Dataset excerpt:

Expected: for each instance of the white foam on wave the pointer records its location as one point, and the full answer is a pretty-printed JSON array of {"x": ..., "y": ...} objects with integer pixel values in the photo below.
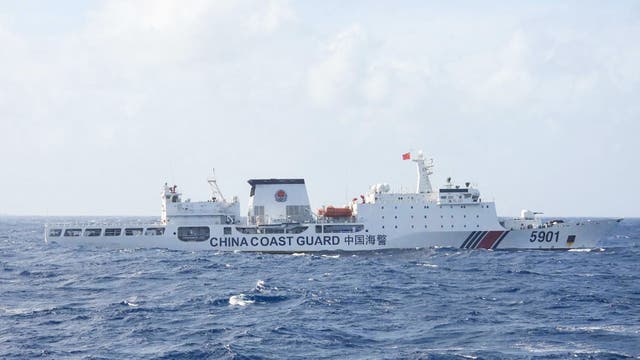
[
  {"x": 433, "y": 266},
  {"x": 617, "y": 329},
  {"x": 240, "y": 300},
  {"x": 131, "y": 301}
]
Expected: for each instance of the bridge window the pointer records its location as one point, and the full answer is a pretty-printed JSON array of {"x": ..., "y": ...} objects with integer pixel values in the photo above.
[
  {"x": 55, "y": 232},
  {"x": 247, "y": 230},
  {"x": 133, "y": 231},
  {"x": 112, "y": 232},
  {"x": 193, "y": 233},
  {"x": 343, "y": 228},
  {"x": 92, "y": 232}
]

Exercise description: Reproduce every entry exactly, but omit each picture.

Response to this task:
Expected: for each instance of the white foam on wave the pointer records its location as one point, and the full answer is a pretty-printed JSON array of {"x": ..., "y": ...} objects with integer pixel values in the photo below.
[
  {"x": 433, "y": 266},
  {"x": 617, "y": 329},
  {"x": 240, "y": 300},
  {"x": 131, "y": 301}
]
Expected: for each instance of the bridge window the pointer records its location as one point, and the full answer is a pretty-printed JSON array of {"x": ..., "y": ...} objects with integer pixel values in the photo above.
[
  {"x": 55, "y": 232},
  {"x": 247, "y": 230},
  {"x": 133, "y": 231},
  {"x": 112, "y": 232},
  {"x": 193, "y": 233},
  {"x": 343, "y": 228},
  {"x": 92, "y": 232}
]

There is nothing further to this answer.